■ **What needs to be done**: Repeat every record below exactly as written.

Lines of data

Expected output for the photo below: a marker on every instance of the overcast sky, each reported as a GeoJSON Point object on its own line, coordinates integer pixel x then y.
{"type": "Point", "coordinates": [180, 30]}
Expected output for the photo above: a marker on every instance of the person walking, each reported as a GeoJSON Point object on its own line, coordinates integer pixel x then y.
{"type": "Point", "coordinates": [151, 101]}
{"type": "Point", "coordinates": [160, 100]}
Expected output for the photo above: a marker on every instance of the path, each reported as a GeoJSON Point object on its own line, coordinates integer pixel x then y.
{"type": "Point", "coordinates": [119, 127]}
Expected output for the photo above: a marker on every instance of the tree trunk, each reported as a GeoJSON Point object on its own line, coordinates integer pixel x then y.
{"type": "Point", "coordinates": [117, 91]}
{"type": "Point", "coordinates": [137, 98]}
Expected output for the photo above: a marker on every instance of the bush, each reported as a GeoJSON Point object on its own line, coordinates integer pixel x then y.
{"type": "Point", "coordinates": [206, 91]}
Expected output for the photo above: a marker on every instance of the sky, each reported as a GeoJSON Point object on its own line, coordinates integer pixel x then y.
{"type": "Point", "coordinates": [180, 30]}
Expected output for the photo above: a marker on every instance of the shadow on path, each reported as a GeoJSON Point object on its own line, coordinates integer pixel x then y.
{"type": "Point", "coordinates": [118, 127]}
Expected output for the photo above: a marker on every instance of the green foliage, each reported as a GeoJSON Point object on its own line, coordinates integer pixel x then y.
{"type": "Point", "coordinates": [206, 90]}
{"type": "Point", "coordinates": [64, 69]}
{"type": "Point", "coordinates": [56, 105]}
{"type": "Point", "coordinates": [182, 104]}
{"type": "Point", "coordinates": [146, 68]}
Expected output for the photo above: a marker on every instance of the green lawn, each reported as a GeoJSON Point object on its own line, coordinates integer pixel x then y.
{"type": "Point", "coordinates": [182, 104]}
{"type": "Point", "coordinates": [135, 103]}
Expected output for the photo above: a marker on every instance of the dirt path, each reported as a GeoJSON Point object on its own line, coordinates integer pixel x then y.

■ **Completed exercise**:
Expected output for the photo below: a marker on every instance of the overcast sky, each reported as a GeoJSON Point object on its own line, coordinates integer pixel x then y.
{"type": "Point", "coordinates": [180, 30]}
Expected output for the photo above: a marker on every instance of the person walking, each reported as a GeoJSON Point object on its own line, coordinates integer pixel x then y.
{"type": "Point", "coordinates": [151, 101]}
{"type": "Point", "coordinates": [160, 100]}
Expected output for the photo above: a marker on every instance of the path, each reported as a GeoJSON Point object on its own line, coordinates integer pixel x then y.
{"type": "Point", "coordinates": [119, 127]}
Expected output for the photo above: a marker on every instance of the tree trunk, each reported as a GeoJSON Point object on its own line, coordinates integer pixel x then y.
{"type": "Point", "coordinates": [117, 91]}
{"type": "Point", "coordinates": [137, 98]}
Expected output for the photo above: a marker on every instance of the bush, each reported as a GeoJSON Point object on its own line, coordinates integer pixel x then y.
{"type": "Point", "coordinates": [206, 91]}
Expected output for the photo above: a marker on every instance of the sky, each reported as a GeoJSON Point object on its own line, coordinates integer pixel x then y.
{"type": "Point", "coordinates": [180, 30]}
Expected output for the photo above: a marker on every instance of the shadow on path, each reported as a GeoJSON Point object on its own line, coordinates integer pixel x then y.
{"type": "Point", "coordinates": [118, 127]}
Expected output for the photo above: a marker on every instance of the green foliage, each reported as a GeoJSON Point object on its own line, coordinates integer pixel x then y.
{"type": "Point", "coordinates": [206, 90]}
{"type": "Point", "coordinates": [64, 69]}
{"type": "Point", "coordinates": [56, 105]}
{"type": "Point", "coordinates": [182, 104]}
{"type": "Point", "coordinates": [146, 68]}
Expected output for the photo above: a marker on every instance of the green lawn, each reported as a GeoJSON Point object on its own line, coordinates integer pixel x then y.
{"type": "Point", "coordinates": [182, 104]}
{"type": "Point", "coordinates": [135, 103]}
Expected output for the photo above: a marker on every instance of the dirt path, each reported as a GeoJSON Point object on its own line, coordinates integer pixel x then y.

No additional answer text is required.